Below, method embodiments will be discussed. These embodiments are abbreviated by the letter “M” followed by a number. Whenever reference is herein made to “method embodiments”, these embodiments are meant.

- M1. Method for an identification of biological feature in a biological resource, with the following steps:
  - a. providing datasets in and/or from a resource database (1);
  - b. analyzing similarity and/or compatibility of the datasets with biologically active features known;
  - c. identifying the datasets that have the same, a compatible and/or have a minimum similarity to the biologically active features.
- M2. Method for an identification of a biological feature in a biological resource, with the following steps:
  - a. providing a plurality of datasets in and/or from a resource database (1);
  - b. providing at least one first profile relevant for retrieving compatible and/or similar datasets to at least one preset feature;
  - c. automatically approaching the resource database (1) and retrieving datasets from it according to the first profile;
  - d. training the first profile on the basis of the datasets retrieved.

» Assigned task A
Write out the part of the excerpt on method embodiments that opens with the words containing "- M1. Method" and closes with "biologically active features.".
» Assigned task B
Answer these questions using the excerpt on method embodiments:
(i) What letter abbreviates the method embodiments?
(ii) In M1, what are the datasets compared against for similarity and/or compatibility?
(iii) In M2, what is trained in the last step, and on what basis?
» Assigned task C
Give what follows in the excerpt on method embodiments, continuing after its last step.

Data items:

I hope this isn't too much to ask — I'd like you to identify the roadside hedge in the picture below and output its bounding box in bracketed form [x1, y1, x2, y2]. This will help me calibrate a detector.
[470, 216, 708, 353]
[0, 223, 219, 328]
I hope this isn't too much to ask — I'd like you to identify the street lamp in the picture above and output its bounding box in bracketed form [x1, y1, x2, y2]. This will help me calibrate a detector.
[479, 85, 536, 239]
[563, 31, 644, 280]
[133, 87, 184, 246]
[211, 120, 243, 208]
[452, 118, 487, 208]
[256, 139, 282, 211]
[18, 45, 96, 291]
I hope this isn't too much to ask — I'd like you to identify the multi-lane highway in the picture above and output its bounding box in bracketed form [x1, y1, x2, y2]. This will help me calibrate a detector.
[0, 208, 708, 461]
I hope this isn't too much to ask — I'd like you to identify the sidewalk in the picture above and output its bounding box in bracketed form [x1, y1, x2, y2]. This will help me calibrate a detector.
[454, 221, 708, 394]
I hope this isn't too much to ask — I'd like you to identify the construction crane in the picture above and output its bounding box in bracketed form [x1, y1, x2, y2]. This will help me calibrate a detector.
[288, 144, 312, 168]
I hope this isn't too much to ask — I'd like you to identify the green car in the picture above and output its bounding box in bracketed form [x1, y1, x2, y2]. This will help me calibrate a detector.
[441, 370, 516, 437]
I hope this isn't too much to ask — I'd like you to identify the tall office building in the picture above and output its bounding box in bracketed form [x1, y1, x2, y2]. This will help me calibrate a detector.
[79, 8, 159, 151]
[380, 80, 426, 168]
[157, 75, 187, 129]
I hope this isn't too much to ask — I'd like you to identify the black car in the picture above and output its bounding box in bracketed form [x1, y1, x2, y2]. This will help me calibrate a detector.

» Expected answer A
- M1. Method for an identification of biological feature in a biological resource, with the following steps:
  - a. providing datasets in and/or from a resource database (1);
  - b. analyzing similarity and/or compatibility of the datasets with biologically active features known;
  - c. identifying the datasets that have the same, a compatible and/or have a minimum similarity to the biologically active features.

» Expected answer B
(i) The letter "M", followed by a number.
(ii) Against the biologically active features known.
(iii) The first profile is trained, on the basis of the datasets retrieved.

» Expected answer C
- M3. Method for an identification of a biological feature in a biological resource, with the following steps:
  - a. providing a plurality of datasets in and/or from a resource database (1);
  - b. providing at least one first profile relevant for retrieving compatible datasets to at least one preset feature;
  - c. wherein the first profile has been trained over time;
  - d. automatically approaching the resource database (1) and retrieving datasets from it according to the first profile.
- M4. Method comprising any combination of the preceding method embodiments.
- M5. Method according to the preceding method embodiment with the further step of testing and/or analyzing the datasets retrieved for the same and/or a compatible and/or a similar biological activity of the features known.
- M6. Method according to the preceding method embodiment with the further step of testing and/or analyzing the datasets retrieved for a similar biological activity of the features known.
- M7. Method according to any of the preceding method embodiments wherein the similarity of the datasets to the biologically active features is preset by a minimum threshold value of similarity.
- M8. Method according to any of the preceding method embodiments wherein the similarity of the datasets to the biologically active features is determined by a sliding minimum threshold value of similarity.
- M9. Method according to any of the preceding method embodiments wherein the similarity of the datasets to the biologically active features is determined by a sliding minimum threshold value of similarity that is set by a machine learning algorithm.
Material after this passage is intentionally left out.